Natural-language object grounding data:

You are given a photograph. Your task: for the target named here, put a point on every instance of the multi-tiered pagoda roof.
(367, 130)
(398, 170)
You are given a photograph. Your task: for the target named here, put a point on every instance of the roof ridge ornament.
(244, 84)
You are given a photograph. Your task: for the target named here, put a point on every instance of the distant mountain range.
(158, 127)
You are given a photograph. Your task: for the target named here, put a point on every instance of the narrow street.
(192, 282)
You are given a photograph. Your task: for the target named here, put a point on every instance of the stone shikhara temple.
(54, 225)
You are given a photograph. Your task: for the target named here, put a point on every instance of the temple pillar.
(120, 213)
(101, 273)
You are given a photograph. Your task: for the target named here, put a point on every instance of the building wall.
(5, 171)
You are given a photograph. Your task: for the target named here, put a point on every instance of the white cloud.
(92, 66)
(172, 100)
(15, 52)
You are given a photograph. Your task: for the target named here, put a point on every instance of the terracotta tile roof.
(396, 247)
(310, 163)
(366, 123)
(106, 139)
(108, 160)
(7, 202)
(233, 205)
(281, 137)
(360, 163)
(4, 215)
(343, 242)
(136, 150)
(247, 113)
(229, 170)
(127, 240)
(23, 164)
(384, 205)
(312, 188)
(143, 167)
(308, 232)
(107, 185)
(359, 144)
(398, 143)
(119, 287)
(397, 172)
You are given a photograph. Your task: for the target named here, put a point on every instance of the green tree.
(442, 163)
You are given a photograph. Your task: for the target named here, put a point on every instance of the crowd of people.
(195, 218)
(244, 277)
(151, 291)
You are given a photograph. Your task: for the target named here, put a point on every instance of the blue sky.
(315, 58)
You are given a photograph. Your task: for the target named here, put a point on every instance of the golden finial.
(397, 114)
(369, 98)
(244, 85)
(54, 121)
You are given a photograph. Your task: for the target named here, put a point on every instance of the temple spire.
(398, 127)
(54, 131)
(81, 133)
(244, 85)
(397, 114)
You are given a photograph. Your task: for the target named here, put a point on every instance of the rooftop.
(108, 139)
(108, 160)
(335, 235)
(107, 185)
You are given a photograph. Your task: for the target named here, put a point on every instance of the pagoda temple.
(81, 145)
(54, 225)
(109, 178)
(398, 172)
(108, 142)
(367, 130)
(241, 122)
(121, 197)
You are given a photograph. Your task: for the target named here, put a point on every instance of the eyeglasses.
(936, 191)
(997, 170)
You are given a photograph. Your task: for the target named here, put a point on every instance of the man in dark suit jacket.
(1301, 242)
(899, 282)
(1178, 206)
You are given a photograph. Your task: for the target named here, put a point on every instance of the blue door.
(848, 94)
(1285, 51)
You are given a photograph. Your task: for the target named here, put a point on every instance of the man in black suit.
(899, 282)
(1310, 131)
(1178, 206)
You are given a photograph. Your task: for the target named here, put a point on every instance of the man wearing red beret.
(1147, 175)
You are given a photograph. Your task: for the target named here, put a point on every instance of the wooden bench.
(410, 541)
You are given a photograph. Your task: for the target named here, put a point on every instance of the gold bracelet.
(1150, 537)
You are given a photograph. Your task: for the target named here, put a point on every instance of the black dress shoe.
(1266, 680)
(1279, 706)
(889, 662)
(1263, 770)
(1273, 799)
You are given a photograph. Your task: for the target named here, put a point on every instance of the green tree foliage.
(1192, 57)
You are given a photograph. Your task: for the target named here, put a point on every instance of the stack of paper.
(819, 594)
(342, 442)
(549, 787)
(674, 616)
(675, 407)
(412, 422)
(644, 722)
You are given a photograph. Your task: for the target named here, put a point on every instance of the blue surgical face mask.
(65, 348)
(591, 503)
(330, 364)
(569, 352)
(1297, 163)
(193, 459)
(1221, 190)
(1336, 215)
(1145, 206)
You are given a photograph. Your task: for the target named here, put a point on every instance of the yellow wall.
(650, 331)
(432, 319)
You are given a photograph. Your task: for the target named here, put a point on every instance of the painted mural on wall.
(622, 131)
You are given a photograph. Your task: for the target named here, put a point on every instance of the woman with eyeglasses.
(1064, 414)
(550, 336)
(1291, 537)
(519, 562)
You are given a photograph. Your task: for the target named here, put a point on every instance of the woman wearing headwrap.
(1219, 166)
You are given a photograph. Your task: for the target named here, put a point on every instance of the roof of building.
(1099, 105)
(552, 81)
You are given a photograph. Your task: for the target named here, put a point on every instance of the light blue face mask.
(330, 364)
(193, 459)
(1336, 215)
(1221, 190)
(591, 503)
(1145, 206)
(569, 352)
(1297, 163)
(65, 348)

:: INSTRUCTIONS TO FOLLOW ::
With nothing added or dropped, reproduce all the data exactly.

:: SOLVED EXERCISE ::
You are given a photograph. Your task: for the target named here, put a point on every instance of the multi-tiered pagoda roof.
(367, 130)
(398, 170)
You are given a photograph. Your task: for the target named here, put a point on every instance of the roof ridge ornament.
(244, 84)
You are given a photograph. Your task: for the target named here, put a point on every instance of the distant mountain range.
(158, 127)
You are given a photograph. Your task: for the target named here, put a point on every instance of the narrow street.
(192, 282)
You are given a photograph. Your task: for the target named here, put a point on every instance of the stone shikhara temple.
(54, 225)
You are given a photograph. Your task: for the target named here, put a point on every instance of the temple pillar.
(120, 213)
(101, 273)
You are given a photograph. Your task: for the target named here, put a point on every instance of the building wall.
(5, 171)
You are given a photograph. Your task: for the target named here, put a point on every instance of the white cloud.
(92, 66)
(172, 100)
(15, 52)
You are given a photograph. Your task: for the target named here, put a point on every instance of the terracotta tile roof.
(396, 247)
(310, 163)
(366, 123)
(106, 139)
(108, 160)
(7, 202)
(233, 205)
(281, 137)
(360, 163)
(4, 215)
(343, 242)
(136, 150)
(247, 113)
(229, 170)
(127, 240)
(23, 164)
(384, 205)
(312, 188)
(143, 167)
(308, 232)
(107, 185)
(359, 144)
(398, 143)
(119, 287)
(397, 172)
You are given a photograph. Your task: for the target named here, put a point on every instance of the green tree.
(442, 163)
You are given a photograph. Your task: for the target named here, put a point on every instance of the crowd of people.
(195, 218)
(244, 277)
(151, 291)
You are given a photograph. Your task: for the target named here, put a point on every instance of the blue sky.
(315, 58)
You are given a photograph. Your task: for the target named here, put a point on every instance of the golden finial.
(397, 114)
(369, 98)
(244, 85)
(54, 121)
You are given a photograph. Your task: for the target named here, put a point on every instance of the temple spire.
(398, 127)
(54, 131)
(81, 133)
(244, 85)
(397, 114)
You are given a photograph. Your task: for the target named here, put a point on every instance of the rooftop.
(108, 139)
(108, 160)
(335, 235)
(107, 185)
You are given a photograph. Your task: for the target named here, put a point on every instance of the pagoda temple.
(81, 145)
(54, 225)
(109, 178)
(398, 172)
(108, 142)
(367, 130)
(241, 122)
(121, 197)
You are given a photograph. Your task: for the target named here, put a point on every instance of the eyeglasses.
(936, 191)
(997, 170)
You are given a photograph. Your task: for the target named here, put a point on every instance of the man in dark suit jacket.
(1301, 242)
(899, 282)
(1178, 206)
You are given a photograph. Your task: for the target named here, put a point on every instance of the blue door.
(848, 94)
(1285, 51)
You are given a photograph. Your task: for the target named here, put a point on every instance of the man in black suit.
(899, 282)
(1310, 131)
(1178, 206)
You are given a photograph. Your task: for the target named here, put a point on every instance of the man wearing red beret.
(1147, 175)
You are given a photograph. Your task: for the target named here, put a point on every instance of the wooden bench.
(410, 541)
You are given a photograph. Your task: for the target named here, put a point on every instance of the gold bracelet.
(1150, 537)
You are given a photograph. Your task: for the target named here, put a point on every instance of the black dress shoe.
(1266, 680)
(1279, 706)
(889, 662)
(1263, 770)
(1273, 799)
You are given a photograph. Your task: for the target named here, put a point on every instance of the green tree foliage.
(1192, 57)
You are given a photograph. Your task: for the target named here, put a point on every instance of the stack of paper.
(819, 594)
(342, 442)
(549, 787)
(674, 616)
(675, 407)
(412, 422)
(644, 722)
You are given a photograph. Your task: for the target named here, put a point on every instance of the blue surgical face mask.
(65, 348)
(591, 503)
(330, 364)
(569, 352)
(1297, 163)
(193, 459)
(1221, 190)
(1336, 215)
(1145, 206)
You are given a photograph. Your task: for the target named here, put a point on every instance of the yellow wall.
(650, 331)
(432, 319)
You are given a photograph. Your task: for the target named here, put a point on every instance of the painted mural on wall.
(622, 131)
You are given a photograph. Your task: for the target named here, put a point on every instance of the woman with eyeglasses.
(1064, 414)
(550, 336)
(1291, 537)
(519, 562)
You are given a photograph. Your task: for the target named here, put a point on every instance of the woman wearing headwrap.
(1219, 166)
You are given a photograph. Your task: for the target named here, put a point on every instance of the roof of building.
(1099, 105)
(552, 81)
You are given a photograph. Your task: for the target named here, put a point on every instance of the light blue face mask.
(330, 364)
(193, 459)
(1336, 215)
(1221, 190)
(591, 503)
(1145, 206)
(569, 352)
(1297, 163)
(65, 348)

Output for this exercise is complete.